TEXT BLOCK →
☆ ☆ ☆ ☆ ☆
Tuesday, November 19, 2013

Albino kangaroo just one of Canberra's natural wonders - The Canberra Times


ACT Parks and Conservation Regional Manager Brett McNamara at the Namadgi National Park trying to spot the albino kangaroo that is believed to be in the area.

ACT Parks' Brett McNamara at the Namadgi National Park trying to spot the albino kangaroo. Photo: Rohan Thomson



Bush hanging off the Brindabella Mountains like a well worn work shirt is full of surprises which capture worldwide interest.


An albino kangaroo photographed by ACT ranger Ben Stephenson in Namadgi National Park, and featured in the Canberra Times has since appeared on news websites throughout Australia and the United Kingdom.


ACT Government ecologist Dr Don Fletcher said eastern grey kangaroos were so prolific in Canberra Australian Geographic's webpage recommended international tourists seeking out the marsupials should come to the national capital.


A rare albino kangaroo at the Namadgi National Park.

A rare albino kangaroo at the Namadgi National Park. Photo: Rohan Thomson



"If you've got a lot of animals, then these rare things are going to come to notice. My suspicion with these eastern greys, when you've got tens of thousands of them, the something that only occurs in so many tens of thousands of kangaroos is gong to pop up."
☆ ☆ ☆ ☆ ☆
DATA UNDER STUDY →
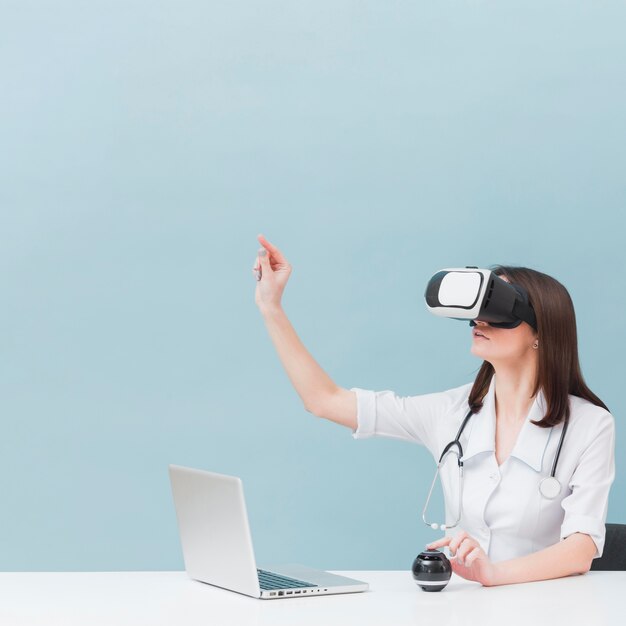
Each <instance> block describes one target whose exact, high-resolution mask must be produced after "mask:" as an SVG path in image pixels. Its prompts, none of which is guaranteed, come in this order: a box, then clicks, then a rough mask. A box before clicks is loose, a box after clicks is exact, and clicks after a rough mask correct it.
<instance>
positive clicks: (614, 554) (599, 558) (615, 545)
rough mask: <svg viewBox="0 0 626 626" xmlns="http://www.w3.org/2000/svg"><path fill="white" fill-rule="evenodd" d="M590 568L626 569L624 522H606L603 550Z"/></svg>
mask: <svg viewBox="0 0 626 626" xmlns="http://www.w3.org/2000/svg"><path fill="white" fill-rule="evenodd" d="M591 569H592V570H596V571H602V572H608V571H611V572H615V571H624V570H626V524H606V539H605V541H604V550H603V551H602V556H601V557H600V558H599V559H594V560H593V561H592V562H591Z"/></svg>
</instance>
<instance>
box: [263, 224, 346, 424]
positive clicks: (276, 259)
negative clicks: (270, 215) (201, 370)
mask: <svg viewBox="0 0 626 626" xmlns="http://www.w3.org/2000/svg"><path fill="white" fill-rule="evenodd" d="M258 239H259V242H260V244H261V245H262V246H263V248H262V249H261V250H259V255H258V257H257V259H256V260H255V265H254V267H253V269H252V271H253V273H254V274H255V275H258V273H259V272H260V279H258V280H257V286H256V292H255V302H256V305H257V307H258V308H259V311H260V312H261V314H262V316H263V319H264V321H265V326H266V328H267V330H268V332H269V334H270V337H271V339H272V341H273V343H274V346H275V348H276V351H277V353H278V356H279V358H280V360H281V362H282V364H283V367H284V368H285V371H286V372H287V375H288V376H289V379H290V380H291V383H292V384H293V386H294V387H295V389H296V391H297V392H298V395H299V396H300V398H301V399H302V402H303V404H304V408H305V409H306V410H307V411H308V412H309V413H312V414H313V415H317V416H318V417H323V418H325V419H328V420H331V421H333V422H336V423H337V424H341V425H342V426H347V427H348V428H351V429H352V430H356V427H357V420H356V417H357V403H356V394H355V392H353V391H349V390H348V389H343V388H342V387H339V386H338V385H336V384H335V383H334V382H333V381H332V379H331V378H330V377H329V376H328V374H326V372H325V371H324V370H323V369H322V368H321V367H320V366H319V364H318V363H317V362H316V361H315V359H314V358H313V357H312V356H311V354H310V353H309V352H308V350H307V349H306V348H305V347H304V344H303V343H302V342H301V341H300V338H299V337H298V335H297V334H296V331H295V329H294V328H293V326H292V325H291V322H290V321H289V319H288V318H287V315H286V313H285V311H284V310H283V308H282V305H281V298H282V294H283V291H284V289H285V285H286V284H287V280H288V279H289V276H290V274H291V265H290V264H289V263H288V262H287V259H286V258H285V257H284V256H283V254H282V253H281V252H280V250H279V249H278V248H277V247H276V246H274V245H272V244H271V243H270V242H269V241H267V239H265V237H263V235H259V236H258Z"/></svg>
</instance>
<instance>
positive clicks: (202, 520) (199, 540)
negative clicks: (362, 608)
mask: <svg viewBox="0 0 626 626" xmlns="http://www.w3.org/2000/svg"><path fill="white" fill-rule="evenodd" d="M169 473H170V481H171V484H172V495H173V497H174V505H175V507H176V516H177V518H178V529H179V531H180V540H181V544H182V548H183V556H184V559H185V569H186V570H187V574H188V575H189V577H190V578H193V579H194V580H199V581H202V582H205V583H209V584H210V585H215V586H216V587H222V588H223V589H228V590H230V591H236V592H237V593H243V594H245V595H247V596H253V597H254V598H262V599H271V600H274V599H279V598H301V597H305V596H306V597H308V596H321V595H328V594H331V593H354V592H357V591H367V589H368V588H369V585H368V583H365V582H363V581H360V580H354V579H352V578H346V577H344V576H337V575H335V574H331V573H329V572H324V571H322V570H316V569H311V568H309V567H304V566H303V565H285V566H281V567H273V568H272V569H271V570H270V569H257V566H256V561H255V559H254V550H253V547H252V536H251V534H250V527H249V525H248V514H247V512H246V503H245V501H244V497H243V486H242V484H241V480H240V479H239V478H237V477H235V476H226V475H224V474H215V473H213V472H205V471H202V470H197V469H192V468H189V467H181V466H179V465H170V466H169Z"/></svg>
☆ ☆ ☆ ☆ ☆
TASK REQUIREMENTS →
**1.** From the albino kangaroo article above, repeat the passage starting at "Bush hanging off" and ending at "the national capital.".
**2.** According to the albino kangaroo article, who photographed the albino kangaroo in Namadgi National Park?
**3.** Supply the next part of the albino kangaroo article, picking up after its final sentence.

RESPONSES FOR EACH TASK →
**1.**
Bush hanging off the Brindabella Mountains like a well worn work shirt is full of surprises which capture worldwide interest.


An albino kangaroo photographed by ACT ranger Ben Stephenson in Namadgi National Park, and featured in the Canberra Times has since appeared on news websites throughout Australia and the United Kingdom.


ACT Government ecologist Dr Don Fletcher said eastern grey kangaroos were so prolific in Canberra Australian Geographic's webpage recommended international tourists seeking out the marsupials should come to the national capital.

**2.** ACT ranger Ben Stephenson

**3.**
Dr Fletcher said on Tasmania's Bruny Island Tasmania, albino wallabies were so numerous some were actually mating.


"The general idea of albinism is it is a double recessive, so you need both mother and father to have a recessive gene for albinism, so chances of it happening are low.


Casper the albino echidna goes for a walk before being released into a remote location at Tidbinbilla Nature Reserve.

Casper the albino echidna goes for a walk before being released into a remote location at Tidbinbilla Nature Reserve. Photo: Rohan Thomson



"If you could see parents of that albino at Namadgi, and other albinos, they'd be normal coloured and its offspring will be normal coloured, if it has them because it will mate in all likelihood with an animal that hasn't got the recessive gene."


Dr Fletcher has received reports and photographs of albino kangaroos at Gundaroo, Majura training area, Mt Majura and Kowen.


Animals to have surprised senior parks manager Brett McNamara range from a platypus which hid overnight under the bonnet of a car which had picked it up last month while crossing the Murrumbidgee River to an albino echidna which wandered into the open at Pialligo last year.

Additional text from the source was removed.